▶ WHAT TO WORK ON
Print each entry again exactly as written, and keep the pictures out.

[SUPPLIED DATA Boundary: Start]

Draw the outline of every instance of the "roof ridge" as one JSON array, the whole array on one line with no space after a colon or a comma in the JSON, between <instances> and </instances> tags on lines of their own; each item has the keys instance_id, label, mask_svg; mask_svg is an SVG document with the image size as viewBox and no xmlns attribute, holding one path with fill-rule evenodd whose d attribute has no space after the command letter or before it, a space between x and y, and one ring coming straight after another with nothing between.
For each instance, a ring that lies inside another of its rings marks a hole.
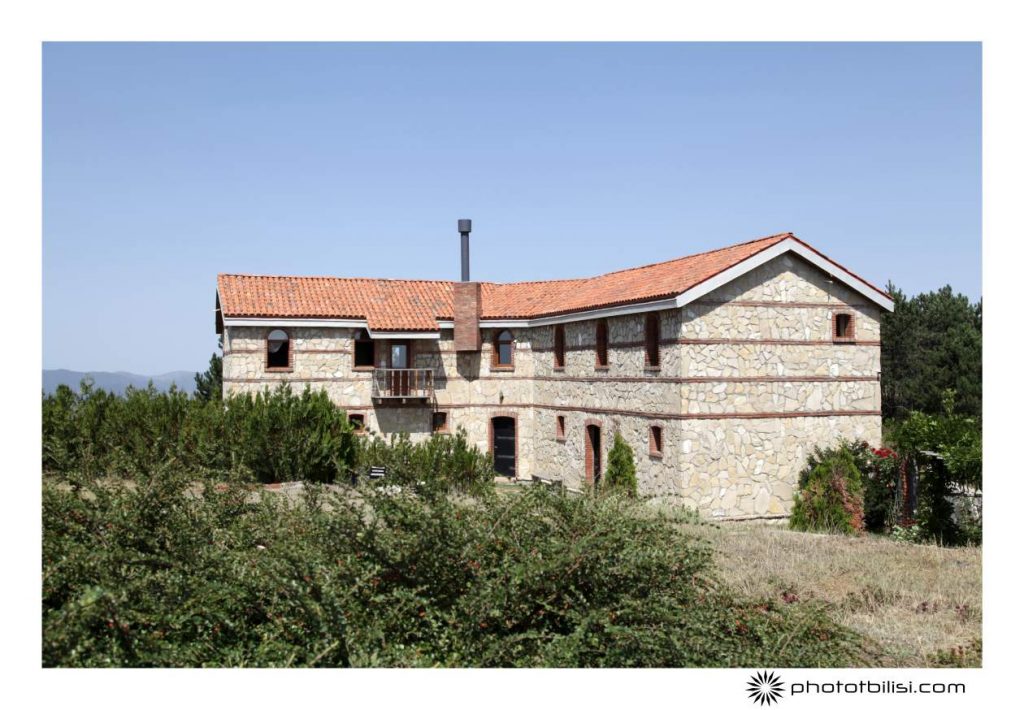
<instances>
[{"instance_id":1,"label":"roof ridge","mask_svg":"<svg viewBox=\"0 0 1024 710\"><path fill-rule=\"evenodd\" d=\"M770 234L770 235L768 235L766 237L758 237L757 239L748 239L745 242L738 242L736 244L730 244L729 246L726 246L726 247L718 247L717 249L708 249L707 251L699 251L699 252L697 252L695 254L687 254L686 256L677 256L677 257L675 257L673 259L665 259L663 261L655 261L655 262L653 262L651 264L641 264L640 266L630 266L630 267L625 268L625 269L616 269L615 271L608 271L608 272L605 272L603 274L596 274L594 276L590 276L589 278L591 278L591 279L598 279L598 278L601 278L602 276L611 276L612 274L624 274L627 271L638 271L640 269L647 269L647 268L650 268L652 266L661 266L662 264L671 264L674 261L683 261L685 259L694 259L694 258L696 258L698 256L704 256L706 254L714 254L714 253L720 252L720 251L727 251L729 249L736 249L737 247L747 246L748 244L754 244L755 242L766 242L769 239L778 239L779 241L782 241L782 239L787 239L787 238L790 238L790 237L792 237L794 239L796 238L796 237L794 237L792 232L779 232L778 234Z\"/></svg>"},{"instance_id":2,"label":"roof ridge","mask_svg":"<svg viewBox=\"0 0 1024 710\"><path fill-rule=\"evenodd\" d=\"M491 286L520 286L524 284L553 284L553 283L573 283L579 281L592 281L593 279L599 279L603 276L611 276L613 274L623 274L629 271L637 271L639 269L648 269L652 266L661 266L662 264L671 264L676 261L683 261L686 259L693 259L698 256L704 256L706 254L714 254L716 252L726 251L728 249L736 249L737 247L746 246L748 244L754 244L755 242L764 242L769 239L785 239L785 238L796 238L792 232L779 232L778 234L770 234L765 237L758 237L757 239L748 239L745 242L738 242L736 244L730 244L725 247L718 247L717 249L708 249L706 251L699 251L694 254L686 254L685 256L677 256L672 259L665 259L663 261L655 261L650 264L640 264L639 266L630 266L625 269L616 269L615 271L606 271L601 274L593 274L591 276L579 276L572 279L529 279L526 281L479 281L480 284L489 284ZM803 243L803 242L801 242ZM298 276L292 275L281 275L281 274L228 274L219 273L218 278L221 276L234 276L243 278L256 278L256 279L327 279L330 281L401 281L401 282L412 282L412 283L431 283L431 284L455 284L459 283L453 279L397 279L388 277L373 277L373 276Z\"/></svg>"},{"instance_id":3,"label":"roof ridge","mask_svg":"<svg viewBox=\"0 0 1024 710\"><path fill-rule=\"evenodd\" d=\"M386 276L300 276L298 274L229 274L229 273L218 273L217 277L230 276L237 278L247 279L327 279L330 281L403 281L403 282L415 282L415 283L430 283L430 284L451 284L456 283L451 279L396 279L388 278Z\"/></svg>"}]
</instances>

[SUPPLIED DATA Boundary: End]

▶ RESPONSE TO THE EXERCISE
Draw the outline of every instance of the "roof ridge" as one JSON array, the whole array on one line with no space after a colon or a comma in the JSON, between <instances> and </instances> tags on lines of their own; each item has the keys instance_id, label, mask_svg; mask_svg is an SVG document with the image size as viewBox and no xmlns attribute, holding one path with fill-rule evenodd whose d attribute has no space after the command letter or before it, a space between x and y, and one ring coming straight after another with nothing between.
For each instance, a ring that lies inside another of its rings marks a hole.
<instances>
[{"instance_id":1,"label":"roof ridge","mask_svg":"<svg viewBox=\"0 0 1024 710\"><path fill-rule=\"evenodd\" d=\"M770 234L770 235L768 235L766 237L758 237L757 239L748 239L745 242L738 242L736 244L730 244L729 246L726 246L726 247L718 247L717 249L708 249L707 251L699 251L699 252L697 252L695 254L687 254L686 256L677 256L677 257L675 257L673 259L665 259L663 261L655 261L655 262L653 262L651 264L641 264L640 266L630 266L630 267L625 268L625 269L616 269L615 271L608 271L608 272L605 272L603 274L596 274L594 276L590 276L589 278L591 278L591 279L598 279L598 278L601 278L602 276L611 276L612 274L624 274L627 271L638 271L640 269L647 269L647 268L650 268L652 266L661 266L662 264L671 264L674 261L683 261L685 259L694 259L694 258L696 258L698 256L704 256L706 254L714 254L714 253L720 252L720 251L727 251L729 249L736 249L737 247L747 246L748 244L754 244L755 242L766 242L769 239L778 239L779 241L782 241L782 239L787 239L787 238L790 238L790 237L792 237L794 239L796 238L796 237L794 237L792 232L779 232L778 234Z\"/></svg>"},{"instance_id":2,"label":"roof ridge","mask_svg":"<svg viewBox=\"0 0 1024 710\"><path fill-rule=\"evenodd\" d=\"M491 286L520 286L524 284L553 284L553 283L573 283L579 281L592 281L593 279L599 279L603 276L611 276L613 274L623 274L629 271L637 271L639 269L648 269L652 266L661 266L662 264L671 264L676 261L683 261L686 259L693 259L698 256L704 256L706 254L714 254L716 252L726 251L728 249L736 249L737 247L746 246L748 244L754 244L755 242L764 242L769 239L785 239L785 238L796 238L792 232L779 232L778 234L770 234L765 237L758 237L757 239L748 239L745 242L738 242L736 244L730 244L725 247L718 247L717 249L708 249L706 251L699 251L694 254L686 254L685 256L677 256L672 259L665 259L663 261L655 261L650 264L640 264L639 266L630 266L625 269L616 269L615 271L606 271L601 274L593 274L591 276L579 276L572 279L529 279L526 281L479 281L480 284L489 284ZM803 243L803 242L801 242ZM298 276L292 275L281 275L281 274L228 274L219 273L218 278L221 276L234 276L243 278L256 278L256 279L327 279L330 281L401 281L401 282L412 282L412 283L431 283L431 284L455 284L459 283L453 279L397 279L388 277L373 277L373 276Z\"/></svg>"},{"instance_id":3,"label":"roof ridge","mask_svg":"<svg viewBox=\"0 0 1024 710\"><path fill-rule=\"evenodd\" d=\"M386 276L300 276L298 274L229 274L229 273L218 273L217 277L230 276L237 278L247 279L327 279L330 281L403 281L403 282L415 282L415 283L430 283L430 284L451 284L456 283L451 279L396 279L388 278Z\"/></svg>"}]
</instances>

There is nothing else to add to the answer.